*** SOURCE RECORDS Section Begins ***
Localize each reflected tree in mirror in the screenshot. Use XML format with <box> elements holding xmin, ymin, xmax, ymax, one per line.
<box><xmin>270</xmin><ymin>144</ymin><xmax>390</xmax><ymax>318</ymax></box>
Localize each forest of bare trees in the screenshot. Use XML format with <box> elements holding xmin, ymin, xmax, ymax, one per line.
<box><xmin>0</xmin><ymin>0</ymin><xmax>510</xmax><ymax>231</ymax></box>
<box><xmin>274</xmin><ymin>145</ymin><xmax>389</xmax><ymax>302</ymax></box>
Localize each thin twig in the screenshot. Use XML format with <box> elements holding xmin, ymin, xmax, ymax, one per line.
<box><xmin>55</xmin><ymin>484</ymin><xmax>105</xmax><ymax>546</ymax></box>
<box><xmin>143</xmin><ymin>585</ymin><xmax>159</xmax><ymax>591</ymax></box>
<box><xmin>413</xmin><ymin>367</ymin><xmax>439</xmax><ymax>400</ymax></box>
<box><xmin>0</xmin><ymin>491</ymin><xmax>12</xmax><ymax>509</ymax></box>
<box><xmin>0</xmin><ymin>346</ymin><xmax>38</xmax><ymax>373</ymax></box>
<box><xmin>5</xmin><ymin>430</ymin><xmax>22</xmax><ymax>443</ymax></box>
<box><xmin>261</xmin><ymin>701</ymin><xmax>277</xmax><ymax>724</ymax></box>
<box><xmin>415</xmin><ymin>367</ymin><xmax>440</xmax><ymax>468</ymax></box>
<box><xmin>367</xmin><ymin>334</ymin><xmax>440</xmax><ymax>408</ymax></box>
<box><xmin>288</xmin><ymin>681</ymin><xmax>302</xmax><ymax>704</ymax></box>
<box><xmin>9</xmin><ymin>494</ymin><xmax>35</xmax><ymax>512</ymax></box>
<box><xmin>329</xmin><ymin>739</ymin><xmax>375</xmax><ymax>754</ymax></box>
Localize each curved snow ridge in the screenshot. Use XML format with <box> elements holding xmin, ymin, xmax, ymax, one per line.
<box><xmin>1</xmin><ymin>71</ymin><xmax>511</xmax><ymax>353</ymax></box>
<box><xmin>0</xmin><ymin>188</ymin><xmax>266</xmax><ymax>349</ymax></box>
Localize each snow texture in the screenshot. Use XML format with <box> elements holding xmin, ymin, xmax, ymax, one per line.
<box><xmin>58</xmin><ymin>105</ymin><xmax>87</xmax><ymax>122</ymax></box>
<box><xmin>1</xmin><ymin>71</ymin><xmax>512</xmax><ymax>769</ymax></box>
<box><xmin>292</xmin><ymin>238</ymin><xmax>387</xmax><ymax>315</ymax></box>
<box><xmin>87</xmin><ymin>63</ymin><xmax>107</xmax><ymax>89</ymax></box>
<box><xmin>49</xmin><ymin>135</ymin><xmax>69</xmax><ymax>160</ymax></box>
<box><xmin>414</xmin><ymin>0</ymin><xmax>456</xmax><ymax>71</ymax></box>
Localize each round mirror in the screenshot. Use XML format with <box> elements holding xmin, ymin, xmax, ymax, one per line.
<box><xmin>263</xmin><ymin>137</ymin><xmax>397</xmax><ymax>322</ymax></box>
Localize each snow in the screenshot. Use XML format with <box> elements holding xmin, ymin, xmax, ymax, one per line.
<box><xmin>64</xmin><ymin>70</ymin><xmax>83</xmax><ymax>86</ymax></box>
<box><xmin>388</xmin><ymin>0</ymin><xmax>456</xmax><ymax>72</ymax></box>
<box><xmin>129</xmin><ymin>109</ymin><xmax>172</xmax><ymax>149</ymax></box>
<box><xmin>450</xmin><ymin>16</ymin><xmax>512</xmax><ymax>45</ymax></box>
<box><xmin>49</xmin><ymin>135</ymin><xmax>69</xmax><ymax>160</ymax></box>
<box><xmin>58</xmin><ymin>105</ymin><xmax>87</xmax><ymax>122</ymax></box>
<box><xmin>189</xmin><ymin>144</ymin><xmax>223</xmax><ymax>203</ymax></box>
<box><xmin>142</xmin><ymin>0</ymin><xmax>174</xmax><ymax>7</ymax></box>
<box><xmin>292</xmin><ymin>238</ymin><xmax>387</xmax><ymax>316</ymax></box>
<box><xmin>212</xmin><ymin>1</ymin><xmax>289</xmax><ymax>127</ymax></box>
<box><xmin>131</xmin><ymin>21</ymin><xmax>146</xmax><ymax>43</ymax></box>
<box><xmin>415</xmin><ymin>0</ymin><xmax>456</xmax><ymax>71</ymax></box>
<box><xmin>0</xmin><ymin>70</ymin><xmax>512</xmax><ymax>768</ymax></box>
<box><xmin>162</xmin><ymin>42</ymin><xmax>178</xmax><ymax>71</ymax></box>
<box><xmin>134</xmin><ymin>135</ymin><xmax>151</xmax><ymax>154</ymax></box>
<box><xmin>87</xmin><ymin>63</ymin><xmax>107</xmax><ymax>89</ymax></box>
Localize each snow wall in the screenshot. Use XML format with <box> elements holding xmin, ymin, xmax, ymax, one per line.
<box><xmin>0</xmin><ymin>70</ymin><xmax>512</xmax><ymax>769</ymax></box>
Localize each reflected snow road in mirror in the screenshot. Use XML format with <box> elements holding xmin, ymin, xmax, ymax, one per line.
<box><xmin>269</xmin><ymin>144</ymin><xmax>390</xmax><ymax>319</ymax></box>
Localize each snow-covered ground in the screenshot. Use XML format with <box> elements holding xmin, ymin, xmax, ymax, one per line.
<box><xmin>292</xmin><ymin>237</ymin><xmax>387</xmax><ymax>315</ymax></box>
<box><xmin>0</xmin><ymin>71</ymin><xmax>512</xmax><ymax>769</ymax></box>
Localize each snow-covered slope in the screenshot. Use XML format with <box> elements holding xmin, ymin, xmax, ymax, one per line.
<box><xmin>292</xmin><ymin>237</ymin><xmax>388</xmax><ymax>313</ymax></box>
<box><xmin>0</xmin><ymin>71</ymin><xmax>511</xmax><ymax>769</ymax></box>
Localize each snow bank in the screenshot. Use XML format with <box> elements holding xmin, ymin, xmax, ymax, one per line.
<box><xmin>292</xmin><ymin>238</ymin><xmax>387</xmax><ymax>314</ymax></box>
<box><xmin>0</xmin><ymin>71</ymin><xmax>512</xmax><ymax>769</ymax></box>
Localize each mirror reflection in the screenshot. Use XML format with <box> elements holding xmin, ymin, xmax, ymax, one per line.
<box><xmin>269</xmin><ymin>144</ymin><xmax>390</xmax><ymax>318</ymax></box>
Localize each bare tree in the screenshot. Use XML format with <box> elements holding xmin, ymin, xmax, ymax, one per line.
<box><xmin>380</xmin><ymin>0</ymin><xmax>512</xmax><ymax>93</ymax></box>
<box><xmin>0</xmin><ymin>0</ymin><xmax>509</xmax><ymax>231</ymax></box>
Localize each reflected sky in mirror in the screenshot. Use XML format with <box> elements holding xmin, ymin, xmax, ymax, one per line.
*** SOURCE RECORDS Section Ends ***
WHAT TO WORK ON
Restate every entry above word for word.

RESPONSE TO THIS EXERCISE
Localize each reflected tree in mirror in the screenshot. Use XML format with <box> elements holding xmin, ymin, xmax, ymax, one per line.
<box><xmin>270</xmin><ymin>144</ymin><xmax>390</xmax><ymax>318</ymax></box>
Localize each forest of bare trees in the screenshot. Use XML format with <box> elements holding xmin, ymin, xmax, ymax, one per line.
<box><xmin>0</xmin><ymin>0</ymin><xmax>510</xmax><ymax>231</ymax></box>
<box><xmin>274</xmin><ymin>145</ymin><xmax>389</xmax><ymax>302</ymax></box>
Localize each thin twig in the screenshot. Use XML format with <box> elements holding xmin, ymin, xmax, ymax, one per line.
<box><xmin>55</xmin><ymin>484</ymin><xmax>105</xmax><ymax>546</ymax></box>
<box><xmin>143</xmin><ymin>585</ymin><xmax>159</xmax><ymax>591</ymax></box>
<box><xmin>413</xmin><ymin>367</ymin><xmax>439</xmax><ymax>400</ymax></box>
<box><xmin>0</xmin><ymin>491</ymin><xmax>12</xmax><ymax>509</ymax></box>
<box><xmin>0</xmin><ymin>346</ymin><xmax>38</xmax><ymax>373</ymax></box>
<box><xmin>5</xmin><ymin>430</ymin><xmax>22</xmax><ymax>443</ymax></box>
<box><xmin>261</xmin><ymin>701</ymin><xmax>277</xmax><ymax>724</ymax></box>
<box><xmin>415</xmin><ymin>367</ymin><xmax>440</xmax><ymax>468</ymax></box>
<box><xmin>367</xmin><ymin>334</ymin><xmax>440</xmax><ymax>408</ymax></box>
<box><xmin>288</xmin><ymin>681</ymin><xmax>302</xmax><ymax>704</ymax></box>
<box><xmin>9</xmin><ymin>494</ymin><xmax>35</xmax><ymax>512</ymax></box>
<box><xmin>329</xmin><ymin>739</ymin><xmax>375</xmax><ymax>754</ymax></box>
Localize each curved snow ridge in the screenshot. Use XML format with <box> elements holding xmin, ymin, xmax, ymax, one per line.
<box><xmin>1</xmin><ymin>71</ymin><xmax>511</xmax><ymax>353</ymax></box>
<box><xmin>0</xmin><ymin>188</ymin><xmax>266</xmax><ymax>349</ymax></box>
Localize each snow texture in the screenshot. Use XML format with <box> elements holding xmin, ymin, xmax, ymax, one per line.
<box><xmin>58</xmin><ymin>105</ymin><xmax>87</xmax><ymax>122</ymax></box>
<box><xmin>1</xmin><ymin>71</ymin><xmax>512</xmax><ymax>769</ymax></box>
<box><xmin>292</xmin><ymin>238</ymin><xmax>387</xmax><ymax>315</ymax></box>
<box><xmin>87</xmin><ymin>63</ymin><xmax>107</xmax><ymax>89</ymax></box>
<box><xmin>49</xmin><ymin>135</ymin><xmax>69</xmax><ymax>160</ymax></box>
<box><xmin>414</xmin><ymin>0</ymin><xmax>456</xmax><ymax>71</ymax></box>
Localize each round mirror in the screenshot. Use XML format with <box> elements holding xmin, ymin, xmax, ymax, one per line.
<box><xmin>263</xmin><ymin>137</ymin><xmax>397</xmax><ymax>322</ymax></box>
Localize each snow in the screenshot. Use XML format with <box> elements holding xmin, ymin, xmax, ymax, one per line.
<box><xmin>64</xmin><ymin>70</ymin><xmax>83</xmax><ymax>86</ymax></box>
<box><xmin>388</xmin><ymin>0</ymin><xmax>456</xmax><ymax>72</ymax></box>
<box><xmin>129</xmin><ymin>109</ymin><xmax>172</xmax><ymax>149</ymax></box>
<box><xmin>450</xmin><ymin>16</ymin><xmax>512</xmax><ymax>45</ymax></box>
<box><xmin>49</xmin><ymin>135</ymin><xmax>69</xmax><ymax>160</ymax></box>
<box><xmin>58</xmin><ymin>105</ymin><xmax>87</xmax><ymax>122</ymax></box>
<box><xmin>189</xmin><ymin>144</ymin><xmax>223</xmax><ymax>203</ymax></box>
<box><xmin>142</xmin><ymin>0</ymin><xmax>174</xmax><ymax>7</ymax></box>
<box><xmin>292</xmin><ymin>238</ymin><xmax>387</xmax><ymax>316</ymax></box>
<box><xmin>212</xmin><ymin>1</ymin><xmax>289</xmax><ymax>127</ymax></box>
<box><xmin>131</xmin><ymin>21</ymin><xmax>146</xmax><ymax>43</ymax></box>
<box><xmin>415</xmin><ymin>0</ymin><xmax>456</xmax><ymax>71</ymax></box>
<box><xmin>0</xmin><ymin>70</ymin><xmax>512</xmax><ymax>768</ymax></box>
<box><xmin>162</xmin><ymin>42</ymin><xmax>178</xmax><ymax>71</ymax></box>
<box><xmin>134</xmin><ymin>135</ymin><xmax>151</xmax><ymax>154</ymax></box>
<box><xmin>87</xmin><ymin>63</ymin><xmax>107</xmax><ymax>89</ymax></box>
Localize each snow wall in the screenshot. Use XML format with <box> elements holding xmin, ymin, xmax, ymax, one per line.
<box><xmin>0</xmin><ymin>70</ymin><xmax>512</xmax><ymax>769</ymax></box>
Localize each reflected snow road in mirror in the screenshot. Use XML format with <box> elements holding xmin, ymin, xmax, ymax, one per line.
<box><xmin>269</xmin><ymin>144</ymin><xmax>390</xmax><ymax>319</ymax></box>
Localize each snow-covered ground in the screenshot. Use XML format with <box> elements holding xmin, ymin, xmax, ymax, one per line.
<box><xmin>292</xmin><ymin>237</ymin><xmax>387</xmax><ymax>315</ymax></box>
<box><xmin>0</xmin><ymin>71</ymin><xmax>512</xmax><ymax>769</ymax></box>
Localize each snow-covered slope in the screenshot. Use XML format with <box> elements holding xmin, ymin, xmax, ymax, one per line.
<box><xmin>292</xmin><ymin>237</ymin><xmax>388</xmax><ymax>313</ymax></box>
<box><xmin>0</xmin><ymin>71</ymin><xmax>511</xmax><ymax>769</ymax></box>
Localize each snow bank in the screenshot. Use XML format with <box> elements holding xmin, ymin, xmax, ymax, one per line.
<box><xmin>292</xmin><ymin>238</ymin><xmax>387</xmax><ymax>314</ymax></box>
<box><xmin>0</xmin><ymin>71</ymin><xmax>512</xmax><ymax>769</ymax></box>
Localize each mirror reflection in the screenshot. Use XML format with <box> elements holding xmin, ymin, xmax, ymax, one per line.
<box><xmin>269</xmin><ymin>144</ymin><xmax>390</xmax><ymax>318</ymax></box>
Localize each bare tree in the screenshot. Use XML format with <box> elements holding xmin, ymin, xmax, ymax, one per line.
<box><xmin>380</xmin><ymin>0</ymin><xmax>512</xmax><ymax>93</ymax></box>
<box><xmin>0</xmin><ymin>0</ymin><xmax>509</xmax><ymax>231</ymax></box>
Localize each reflected sky in mirror in the screenshot. Use XML format with <box> elements holding xmin, ymin, xmax, ymax, one per line.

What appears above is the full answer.